*Task brief*
Copy out the records below without any change, beginning at the line that contains "target: **wooden kiosk**" and ending after the line that contains "188 124 L 205".

Begin Information shown

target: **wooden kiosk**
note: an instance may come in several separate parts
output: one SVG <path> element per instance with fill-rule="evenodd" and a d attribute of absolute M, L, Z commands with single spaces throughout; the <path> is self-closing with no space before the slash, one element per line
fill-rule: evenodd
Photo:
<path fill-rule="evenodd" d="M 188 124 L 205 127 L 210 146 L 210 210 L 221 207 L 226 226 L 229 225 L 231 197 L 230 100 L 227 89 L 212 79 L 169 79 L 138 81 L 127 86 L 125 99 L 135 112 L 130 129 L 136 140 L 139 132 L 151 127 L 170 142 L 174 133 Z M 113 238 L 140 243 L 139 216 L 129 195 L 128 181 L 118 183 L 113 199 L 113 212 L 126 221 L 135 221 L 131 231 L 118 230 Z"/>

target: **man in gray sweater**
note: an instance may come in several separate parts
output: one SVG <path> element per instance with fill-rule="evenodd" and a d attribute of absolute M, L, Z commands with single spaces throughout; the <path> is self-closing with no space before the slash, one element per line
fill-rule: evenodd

End Information shown
Begin Information shown

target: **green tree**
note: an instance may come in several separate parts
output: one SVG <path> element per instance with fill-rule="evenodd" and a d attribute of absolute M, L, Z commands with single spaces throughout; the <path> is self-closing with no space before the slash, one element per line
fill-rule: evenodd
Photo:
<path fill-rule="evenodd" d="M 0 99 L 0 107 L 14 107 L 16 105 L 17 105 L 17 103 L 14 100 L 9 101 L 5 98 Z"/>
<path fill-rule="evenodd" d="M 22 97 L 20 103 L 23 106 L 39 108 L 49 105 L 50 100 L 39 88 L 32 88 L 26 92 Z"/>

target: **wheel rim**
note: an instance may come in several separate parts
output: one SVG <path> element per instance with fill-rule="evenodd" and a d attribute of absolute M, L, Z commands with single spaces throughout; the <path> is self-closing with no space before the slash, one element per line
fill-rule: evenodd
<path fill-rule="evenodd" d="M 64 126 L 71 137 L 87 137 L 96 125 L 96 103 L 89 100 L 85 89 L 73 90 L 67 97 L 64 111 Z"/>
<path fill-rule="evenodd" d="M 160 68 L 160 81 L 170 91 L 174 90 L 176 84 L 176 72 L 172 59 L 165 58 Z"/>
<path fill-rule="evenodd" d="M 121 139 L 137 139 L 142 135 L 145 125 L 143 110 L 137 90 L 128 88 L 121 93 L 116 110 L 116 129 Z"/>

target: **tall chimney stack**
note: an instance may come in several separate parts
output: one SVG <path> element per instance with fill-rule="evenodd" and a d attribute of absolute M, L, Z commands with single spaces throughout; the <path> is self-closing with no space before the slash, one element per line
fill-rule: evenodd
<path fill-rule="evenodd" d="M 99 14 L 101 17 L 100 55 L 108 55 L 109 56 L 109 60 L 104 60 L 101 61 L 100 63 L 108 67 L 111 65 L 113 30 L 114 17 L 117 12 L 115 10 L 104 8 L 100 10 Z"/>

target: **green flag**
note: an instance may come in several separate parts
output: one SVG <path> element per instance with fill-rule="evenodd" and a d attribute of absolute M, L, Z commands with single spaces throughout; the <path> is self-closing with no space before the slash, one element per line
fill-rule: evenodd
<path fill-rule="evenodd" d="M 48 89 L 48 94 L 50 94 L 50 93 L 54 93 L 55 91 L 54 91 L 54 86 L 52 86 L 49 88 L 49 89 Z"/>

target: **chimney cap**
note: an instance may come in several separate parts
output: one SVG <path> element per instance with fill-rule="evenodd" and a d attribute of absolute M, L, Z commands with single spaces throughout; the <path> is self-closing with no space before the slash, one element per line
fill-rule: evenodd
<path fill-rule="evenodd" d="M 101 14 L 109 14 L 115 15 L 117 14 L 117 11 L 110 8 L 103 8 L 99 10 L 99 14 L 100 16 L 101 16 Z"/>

End Information shown

*Answer to the exercise*
target: **wooden kiosk**
note: an instance may come in several separate parts
output: one SVG <path> element per instance with fill-rule="evenodd" and a d attribute of absolute M, L, Z commands with single spaces throughout; the <path> is self-closing with no space before the slash, one element per line
fill-rule: evenodd
Photo:
<path fill-rule="evenodd" d="M 188 124 L 205 127 L 210 146 L 210 210 L 221 207 L 226 226 L 229 225 L 231 197 L 230 100 L 227 89 L 212 79 L 169 79 L 138 81 L 127 86 L 125 99 L 135 112 L 130 129 L 136 140 L 139 132 L 151 127 L 170 142 L 174 133 Z M 113 238 L 140 243 L 139 216 L 129 195 L 128 181 L 118 183 L 113 199 L 113 212 L 126 221 L 135 221 L 131 231 L 118 230 Z"/>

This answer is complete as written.